**WHAT IS BEING ASKED:**
Add 139 to every coordinate value in the answers in the stretch of the material running from the line that contains "Lane-count request: drop a dot on each instance of the wooden" through the end. Then write out that whole stretch again, requests included.

Saved data entries
◆ ◆ ◆ ◆ ◆

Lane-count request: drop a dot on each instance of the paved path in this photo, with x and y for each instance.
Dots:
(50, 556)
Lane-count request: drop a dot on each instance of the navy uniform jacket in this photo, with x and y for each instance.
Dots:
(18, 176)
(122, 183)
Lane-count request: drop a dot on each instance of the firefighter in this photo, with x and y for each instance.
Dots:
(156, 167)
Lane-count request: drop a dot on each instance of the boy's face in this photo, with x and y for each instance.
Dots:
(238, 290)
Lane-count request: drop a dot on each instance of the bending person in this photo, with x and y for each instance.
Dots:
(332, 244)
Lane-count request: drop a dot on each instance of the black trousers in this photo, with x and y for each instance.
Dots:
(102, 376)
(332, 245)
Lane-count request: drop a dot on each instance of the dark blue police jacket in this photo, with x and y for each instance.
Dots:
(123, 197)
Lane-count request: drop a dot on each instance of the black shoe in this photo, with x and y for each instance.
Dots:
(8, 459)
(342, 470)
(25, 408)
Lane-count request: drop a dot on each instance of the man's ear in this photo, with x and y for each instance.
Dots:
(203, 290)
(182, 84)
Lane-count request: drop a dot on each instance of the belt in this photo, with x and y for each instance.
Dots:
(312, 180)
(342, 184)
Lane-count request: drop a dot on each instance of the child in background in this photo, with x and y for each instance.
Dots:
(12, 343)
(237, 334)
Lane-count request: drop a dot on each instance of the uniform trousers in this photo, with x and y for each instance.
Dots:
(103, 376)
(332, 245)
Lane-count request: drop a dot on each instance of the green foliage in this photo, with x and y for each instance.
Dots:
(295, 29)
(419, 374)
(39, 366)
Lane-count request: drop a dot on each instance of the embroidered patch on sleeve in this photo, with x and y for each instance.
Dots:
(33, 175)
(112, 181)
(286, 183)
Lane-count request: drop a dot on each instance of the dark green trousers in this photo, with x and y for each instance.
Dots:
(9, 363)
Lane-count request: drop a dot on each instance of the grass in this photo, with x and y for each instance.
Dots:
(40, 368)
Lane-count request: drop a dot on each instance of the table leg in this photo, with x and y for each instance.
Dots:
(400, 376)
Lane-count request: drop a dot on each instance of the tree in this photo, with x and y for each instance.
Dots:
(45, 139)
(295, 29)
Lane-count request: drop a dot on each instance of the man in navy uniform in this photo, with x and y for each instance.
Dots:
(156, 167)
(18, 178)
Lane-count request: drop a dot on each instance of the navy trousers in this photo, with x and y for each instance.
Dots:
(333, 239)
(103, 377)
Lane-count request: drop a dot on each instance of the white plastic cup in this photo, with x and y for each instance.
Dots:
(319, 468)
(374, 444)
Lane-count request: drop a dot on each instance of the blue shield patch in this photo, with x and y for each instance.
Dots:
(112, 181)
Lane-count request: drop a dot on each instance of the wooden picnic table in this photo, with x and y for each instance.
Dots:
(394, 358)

◆ ◆ ◆ ◆ ◆

**RIGHT ANSWER:**
Lane-count request: drop a dot on each instance of the wooden picnic table in this photo, with x and y for each instance.
Dots:
(533, 497)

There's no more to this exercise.